ACTIVITIES:
A. Retype the part of the snap-shirt article from "Increasingly, the older" up to and including "to support them.".
B. According to the snap-shirt article, how much did the silk snap shirt cost?
C. Summarize the snap-shirt article in two sentences.

STUDY TEXT:

§ §

Also, fabric is very important, especially in a hot place like Texas.
When I lived in New York, I owned and still do a long-sleeved black snap shirt with brown stitching. Really beautiful shirt. Cost me close to $100. But it’s made of silk. Now, silk is pretty good in warm weather, but it can get sweat stains and also — more importantly — would never appear on any man in Kerrville, Texas. Just wouldn’t.
So, that will stay closeted until I travel to NYC next in a cooler month.
Most recent experience
Yesterday I went to Billy’s Western Wear looking for a specific short-sleeved snap shirt. I didn’t find it. Which placed me in the dilemma that prompted this article.
The shirt I was looking for was a red and blue plaid with fairly broad stripes. Not a lot of white.
Didn’t find it.
This isn’t totally unusual. I have had less success at Billy’s than elsewhere, but with the Internet, for better or worse and as we all know, our decision-making process early on incorporates the statement, “Well, if I can’t find it ___ [fill in name of favorite local retailer where your neighbors work], I can always get it on Amazon.” Which is true. One of my friends ordered a front driver-side panel for his Mercedes off Amazon and had a friend who worked at a local body shop put in on.
A car side panel! On Amazon!
Increasingly, the older I get, the more I want to shop local. I see that the places I go to get things in a pinch or as part of my daily routine actually do employ my neighbors. I want to keep this small town strong. There’s a woman who’s a receptionist at a doctor’s office who also works at a restaurant we go to. These are our neighbors in Kerrville, also trying to make a living — though there are a lot of wealthy retirees here from Houston — and I want to support them.
So long as they have quality goods and provide quality service. If I can’t find something, and I know it’s not nearby, Amazon is getting the click.
My — and your — options for snap shirts
Which brings me to the Amazon “option.” I’ve bought two snap shirts off of Amazon, and neither has been great.
But they both have been “good enough.” Yet, if they were in stores here, I can’t say that I would have got them.
On one of them, long-sleeved solid blue, there’s a button up tag that will hold up the sleeve if you roll it up. It’s practical for those who work with their hands, but for me it takes away from being formal, which is what I wanted it for. During the height of COVID, I needed a shirt that I could wear on video calls but I could also re-use and it not wrinkle or look sweaty. This served the purpose.
The other shirt I bought was short-sleeved and white with blue and grey. It was ok, but was a bit too roomy. The online sizing was hard to decipher, and this is the key problem with buying shirts online. If you know the maker and the size match shirts you’ve bought in person, or match others you’ve bought online, no problem. Otherwise, buyer beware.

§ §

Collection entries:
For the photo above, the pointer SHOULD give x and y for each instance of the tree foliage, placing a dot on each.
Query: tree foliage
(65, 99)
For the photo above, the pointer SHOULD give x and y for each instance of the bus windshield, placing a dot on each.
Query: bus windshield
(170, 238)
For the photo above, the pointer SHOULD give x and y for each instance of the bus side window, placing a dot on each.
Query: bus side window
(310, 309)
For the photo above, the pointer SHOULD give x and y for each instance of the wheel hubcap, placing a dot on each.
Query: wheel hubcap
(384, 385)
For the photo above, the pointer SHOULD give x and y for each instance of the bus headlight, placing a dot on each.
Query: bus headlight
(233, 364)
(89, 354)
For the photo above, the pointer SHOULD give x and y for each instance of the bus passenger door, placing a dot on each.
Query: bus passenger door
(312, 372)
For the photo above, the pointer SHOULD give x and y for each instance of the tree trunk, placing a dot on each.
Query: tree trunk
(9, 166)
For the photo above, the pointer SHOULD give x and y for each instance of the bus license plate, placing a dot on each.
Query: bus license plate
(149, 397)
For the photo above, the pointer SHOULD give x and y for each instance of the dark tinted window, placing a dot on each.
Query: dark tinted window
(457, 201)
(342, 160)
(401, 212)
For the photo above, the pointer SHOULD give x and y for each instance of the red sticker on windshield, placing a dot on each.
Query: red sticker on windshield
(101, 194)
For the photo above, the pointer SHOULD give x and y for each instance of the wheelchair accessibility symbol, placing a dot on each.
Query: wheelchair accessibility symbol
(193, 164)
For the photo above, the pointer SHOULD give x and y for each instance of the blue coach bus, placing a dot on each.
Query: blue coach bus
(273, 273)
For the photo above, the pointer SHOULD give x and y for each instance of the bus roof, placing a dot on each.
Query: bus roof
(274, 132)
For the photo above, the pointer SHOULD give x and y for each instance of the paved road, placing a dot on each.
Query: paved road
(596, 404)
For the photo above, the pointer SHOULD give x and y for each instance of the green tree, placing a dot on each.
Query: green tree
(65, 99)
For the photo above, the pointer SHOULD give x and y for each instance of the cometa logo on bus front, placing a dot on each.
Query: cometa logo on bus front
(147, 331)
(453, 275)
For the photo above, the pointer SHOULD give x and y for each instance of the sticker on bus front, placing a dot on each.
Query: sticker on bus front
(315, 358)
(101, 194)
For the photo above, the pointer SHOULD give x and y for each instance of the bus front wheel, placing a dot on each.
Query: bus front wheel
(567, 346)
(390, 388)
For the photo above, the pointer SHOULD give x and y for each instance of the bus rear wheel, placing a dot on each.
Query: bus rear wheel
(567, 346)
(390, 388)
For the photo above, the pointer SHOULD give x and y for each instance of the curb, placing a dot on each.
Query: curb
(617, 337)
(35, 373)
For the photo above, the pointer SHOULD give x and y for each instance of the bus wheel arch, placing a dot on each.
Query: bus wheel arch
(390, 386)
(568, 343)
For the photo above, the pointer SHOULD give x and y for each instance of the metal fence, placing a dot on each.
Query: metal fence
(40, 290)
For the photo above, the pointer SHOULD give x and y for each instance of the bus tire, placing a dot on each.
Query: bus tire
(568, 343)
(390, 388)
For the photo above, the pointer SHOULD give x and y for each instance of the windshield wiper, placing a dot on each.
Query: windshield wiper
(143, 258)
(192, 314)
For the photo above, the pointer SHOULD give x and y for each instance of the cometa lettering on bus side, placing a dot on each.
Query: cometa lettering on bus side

§ §

ANSWERS BY ITEM:
A.
Increasingly, the older I get, the more I want to shop local. I see that the places I go to get things in a pinch or as part of my daily routine actually do employ my neighbors. I want to keep this small town strong. There’s a woman who’s a receptionist at a doctor’s office who also works at a restaurant we go to. These are our neighbors in Kerrville, also trying to make a living — though there are a lot of wealthy retirees here from Houston — and I want to support them.

B. Close to $100.

C. The writer went to Billy's Western Wear in search of a red and blue plaid short-sleeved snap shirt and didn't find it. Wanting to support neighbors in Kerrville, the writer prefers to shop local but buys on Amazon when something isn't available nearby, though the two snap shirts bought there were only good enough, partly because online sizing is hard to decipher.